(WORK REQUEST): Write every entry out again with no changes, and leave the images behind.

INFORMATION SHOWN section start

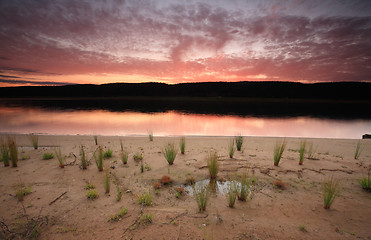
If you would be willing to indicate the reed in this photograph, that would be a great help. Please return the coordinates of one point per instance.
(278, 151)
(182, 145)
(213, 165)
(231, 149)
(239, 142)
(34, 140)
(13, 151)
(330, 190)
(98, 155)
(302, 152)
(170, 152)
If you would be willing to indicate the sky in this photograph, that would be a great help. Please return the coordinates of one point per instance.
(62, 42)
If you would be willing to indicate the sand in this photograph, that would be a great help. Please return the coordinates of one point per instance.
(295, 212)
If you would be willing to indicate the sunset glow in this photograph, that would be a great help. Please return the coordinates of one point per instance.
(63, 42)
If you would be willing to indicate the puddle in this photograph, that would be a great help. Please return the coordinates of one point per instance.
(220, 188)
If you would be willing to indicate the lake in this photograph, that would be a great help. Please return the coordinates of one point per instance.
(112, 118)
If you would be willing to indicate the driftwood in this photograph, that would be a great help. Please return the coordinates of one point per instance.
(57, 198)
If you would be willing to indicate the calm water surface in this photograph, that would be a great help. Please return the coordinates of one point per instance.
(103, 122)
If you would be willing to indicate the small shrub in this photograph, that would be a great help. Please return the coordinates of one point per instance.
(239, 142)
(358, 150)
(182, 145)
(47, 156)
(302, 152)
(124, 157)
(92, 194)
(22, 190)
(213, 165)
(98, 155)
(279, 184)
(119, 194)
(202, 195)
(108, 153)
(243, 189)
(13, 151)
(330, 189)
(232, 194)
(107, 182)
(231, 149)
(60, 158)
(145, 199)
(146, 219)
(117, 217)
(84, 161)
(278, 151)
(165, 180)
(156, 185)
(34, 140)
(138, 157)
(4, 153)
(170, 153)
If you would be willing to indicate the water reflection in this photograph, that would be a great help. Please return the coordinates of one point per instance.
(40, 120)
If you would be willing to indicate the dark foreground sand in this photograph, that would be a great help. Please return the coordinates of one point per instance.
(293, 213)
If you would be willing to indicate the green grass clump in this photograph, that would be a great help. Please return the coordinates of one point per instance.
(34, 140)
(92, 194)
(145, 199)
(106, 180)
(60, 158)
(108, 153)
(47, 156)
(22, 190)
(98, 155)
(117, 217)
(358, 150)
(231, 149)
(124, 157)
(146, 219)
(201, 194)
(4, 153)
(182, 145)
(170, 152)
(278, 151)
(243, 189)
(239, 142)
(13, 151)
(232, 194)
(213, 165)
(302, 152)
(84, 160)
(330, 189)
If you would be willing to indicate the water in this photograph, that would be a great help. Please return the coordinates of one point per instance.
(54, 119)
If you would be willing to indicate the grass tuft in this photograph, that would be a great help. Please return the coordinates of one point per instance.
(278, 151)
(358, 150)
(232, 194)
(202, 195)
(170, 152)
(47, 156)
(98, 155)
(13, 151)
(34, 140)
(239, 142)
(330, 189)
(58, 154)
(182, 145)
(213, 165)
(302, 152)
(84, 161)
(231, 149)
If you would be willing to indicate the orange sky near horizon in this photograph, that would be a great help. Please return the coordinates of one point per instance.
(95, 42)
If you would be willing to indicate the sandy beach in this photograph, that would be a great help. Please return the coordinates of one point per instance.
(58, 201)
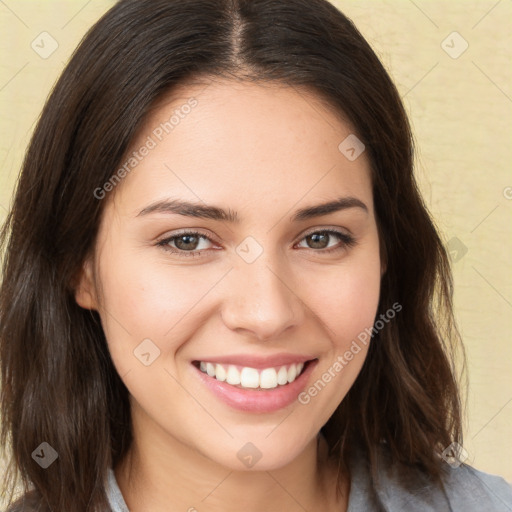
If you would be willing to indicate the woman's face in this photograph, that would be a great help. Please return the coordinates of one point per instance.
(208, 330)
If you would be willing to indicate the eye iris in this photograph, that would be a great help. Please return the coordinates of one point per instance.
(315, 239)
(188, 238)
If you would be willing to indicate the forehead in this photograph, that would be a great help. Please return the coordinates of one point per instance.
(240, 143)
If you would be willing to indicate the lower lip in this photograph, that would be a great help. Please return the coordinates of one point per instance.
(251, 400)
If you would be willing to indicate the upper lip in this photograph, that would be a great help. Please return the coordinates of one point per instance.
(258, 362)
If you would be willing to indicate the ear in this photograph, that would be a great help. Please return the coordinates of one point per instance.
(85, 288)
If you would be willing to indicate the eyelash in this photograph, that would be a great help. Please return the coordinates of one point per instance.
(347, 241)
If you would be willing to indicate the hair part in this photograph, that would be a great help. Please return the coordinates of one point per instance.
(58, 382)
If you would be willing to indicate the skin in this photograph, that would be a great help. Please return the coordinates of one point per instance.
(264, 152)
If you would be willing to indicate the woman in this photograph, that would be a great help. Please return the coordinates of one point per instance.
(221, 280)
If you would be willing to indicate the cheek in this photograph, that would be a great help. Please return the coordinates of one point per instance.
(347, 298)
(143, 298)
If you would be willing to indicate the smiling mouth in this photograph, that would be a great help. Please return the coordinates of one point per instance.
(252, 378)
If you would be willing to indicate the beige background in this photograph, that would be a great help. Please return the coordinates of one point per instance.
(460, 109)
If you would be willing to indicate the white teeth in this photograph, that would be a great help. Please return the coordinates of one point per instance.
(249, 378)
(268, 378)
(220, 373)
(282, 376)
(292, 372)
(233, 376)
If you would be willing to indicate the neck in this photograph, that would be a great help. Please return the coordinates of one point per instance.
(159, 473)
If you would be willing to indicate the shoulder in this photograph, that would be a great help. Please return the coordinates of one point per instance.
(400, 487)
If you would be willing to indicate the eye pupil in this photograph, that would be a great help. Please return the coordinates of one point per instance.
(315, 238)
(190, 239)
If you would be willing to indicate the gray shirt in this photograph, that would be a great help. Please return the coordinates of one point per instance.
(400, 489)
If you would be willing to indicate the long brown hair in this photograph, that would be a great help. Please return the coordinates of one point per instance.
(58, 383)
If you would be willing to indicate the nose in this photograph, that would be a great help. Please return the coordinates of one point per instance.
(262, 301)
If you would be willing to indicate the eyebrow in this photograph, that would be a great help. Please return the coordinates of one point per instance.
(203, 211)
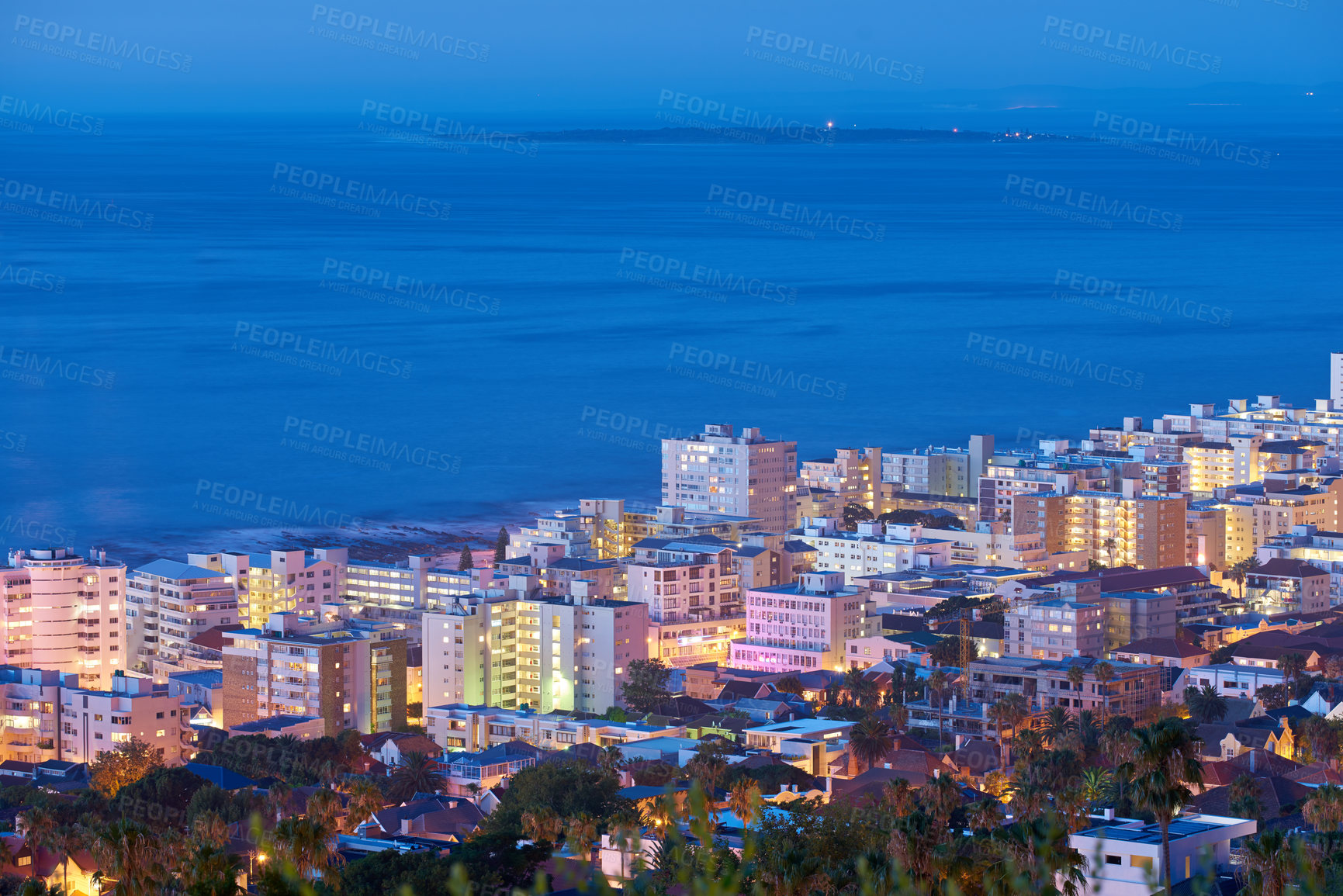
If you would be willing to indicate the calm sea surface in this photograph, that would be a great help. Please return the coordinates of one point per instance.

INFORMATION SHOWN section end

(ANSWER TO THIS EXERCISE):
If you would be willing to indicate the reed in this photograph, that would be a great help. Please return the coordinates of one point per instance.
(278, 151)
(182, 145)
(213, 165)
(231, 149)
(239, 142)
(34, 140)
(13, 151)
(330, 190)
(98, 155)
(302, 152)
(170, 152)
If you would be willing to indicate the sky in this photograph, that would be a great help. Please return the coordinates of one point per instance.
(62, 42)
If you would be willing to indicate the sand in this photograph, that would be a great help. Please return the coordinates of one point per instance.
(295, 212)
If you would be willing to indicate the sunset glow in this photograph, that would be a great help. Please return the coordinates of one point per instance.
(63, 42)
If you would be willing to indicate the puddle in this photograph, that would be a great help. Please return the coordinates of one point per instance.
(220, 188)
If you would be willing to indicate the lake in this photograph, that would be a great help. Please return the coordinates of one point per instance.
(112, 118)
If you would be willing to indicate the driftwood in this photograph, that would be a great help. Please return the coordinates of one point per instance.
(57, 198)
If you would be willing to indicate the calm water surface in this photograph, that would be a great help. Please return the coordinates of one point per instance.
(103, 122)
If you would be willing to indicate the small shrub in this photograph, that would be a great help. Please return the coordinates of one point per instance.
(239, 142)
(358, 150)
(182, 145)
(47, 156)
(302, 152)
(124, 157)
(92, 194)
(22, 190)
(213, 165)
(98, 155)
(279, 184)
(119, 194)
(202, 195)
(108, 153)
(243, 189)
(13, 151)
(330, 189)
(232, 194)
(107, 182)
(231, 149)
(60, 158)
(145, 199)
(146, 219)
(117, 217)
(84, 161)
(278, 151)
(165, 180)
(156, 185)
(34, 140)
(138, 157)
(4, 153)
(170, 153)
If you would be willing to indicate the water reflection in this photograph, that would be a great help. Please return the coordinates of one point per instance.
(40, 120)
If you would be willing to indicate the dark foreground sand in this photograph, that would be a great help. Please return the coordinates of one point per instance.
(293, 213)
If you would be willing to indicate the green grass clump in this photograph, that would be a great help. Please return the coordinates of one point per instance.
(34, 140)
(92, 194)
(145, 199)
(106, 180)
(60, 158)
(108, 153)
(47, 156)
(22, 190)
(98, 155)
(117, 217)
(358, 150)
(231, 149)
(124, 157)
(146, 219)
(201, 194)
(4, 153)
(182, 145)
(170, 152)
(278, 151)
(243, 189)
(239, 142)
(13, 151)
(232, 194)
(213, 165)
(302, 152)
(84, 160)
(330, 189)
If you would be willing to indicate the water in this photograph, that would be a great help. Please return the coordinates of one point per instance.
(54, 119)
If you would be willing to indicate the grass tuft in this photograph, that would be a great help. Please return the coordinates of one point per instance.
(278, 151)
(358, 150)
(232, 194)
(202, 195)
(170, 152)
(47, 156)
(98, 155)
(13, 151)
(34, 140)
(239, 142)
(330, 189)
(58, 154)
(182, 145)
(213, 165)
(302, 152)
(84, 161)
(231, 149)
If you would be willing to indicate the orange sky near horizon in this photograph, that would be a great help. Please return the coordinates of one point per instance.
(95, 42)
If you would be willing to indicate the sandy beach in this photograph, that would be a great help. Please return the coordinates of one point per instance.
(58, 201)
If you would be willing to indicate the woman's face in this photograph, that would be a great help. Please return the coordinates of one point per instance.
(208, 330)
If you would be willing to indicate the eye iris in this photograph, that would be a great help. Please return the coordinates of one point per instance.
(315, 239)
(188, 238)
If you would be willing to indicate the forehead in this photograph, that would be a great help. Please return the coordinates of one point per instance.
(240, 143)
If you would be willing to indicate the lower lip in this photograph, that would be a great help. Please return the coordinates of one point per instance.
(251, 400)
If you would be willing to indicate the upper lip in this photograph, that would be a great help. Please return the coordinates of one point per instance.
(258, 362)
If you would be willing to indicate the ear in this photograph, that would be a great help. Please return the coordinates of one point per instance.
(85, 288)
If you would be willing to indicate the eyelash in this photograph, that would be a great help. Please return the coordinates of one point per instance.
(347, 241)
If you would be willing to indicate the hair part in this photograph, that would be a great help. Please return the coordinates of one point per instance.
(58, 382)
If you would be willing to indicate the skin in this photograph, that would be a great help. Please return the coordinates of one point per instance.
(264, 152)
If you would be willing to indicate the woman in this photograph, that would be a great help. Please return the coordinates of one point per instance.
(221, 280)
If you would be willing to indicate the cheek in this photograph, that would be a great help. Please return the coordinates of one point per instance.
(347, 298)
(143, 298)
If you would be willing to indicate the smiling mouth in this photograph, that would be a great help. Please return the coordinates of one point per instance.
(252, 378)
If you would be willing to indicate the beige background in this photograph, that would be a great help. Please return the coordinates of one point per instance.
(460, 109)
If you would be willing to indicate the white teeth in this photograph, that would be a great help. Please return the coordinates of one point per instance.
(249, 378)
(268, 378)
(220, 373)
(282, 376)
(292, 372)
(233, 376)
If you would be willing to indicate the neck in this photograph, that would be a great help. Please return the coordinates of one point per instance.
(159, 473)
If you would be willing to indicate the shoulder in this photograph, that would be a great help. Please return the coordinates of one point per instance.
(400, 487)
If you would be willing to indicate the eye pupil in this photograph, that would be a great help. Please return the coordinates of one point per instance.
(315, 238)
(190, 239)
If you would be willing to indicate the gray shirt in this photograph, that would be a great help. Please return the coordinates of one point per instance.
(400, 489)
If you would be willing to indicate the long brown hair in this photograph, that would be a great help. Please return the coordinates of one point per instance.
(58, 383)
If you would be willing to indicate the nose in this photograph, that would be a great help. Please return the coordinates of one point per instance.
(262, 301)
If you would be willing to indicate the eyebrow in this photograph, that would be a great help. Please return the coordinates of one point per instance.
(203, 211)
If you would be willing to indicate the calm sea surface in this photograph, that would be a great help. Please return the coordinates of one point per instance.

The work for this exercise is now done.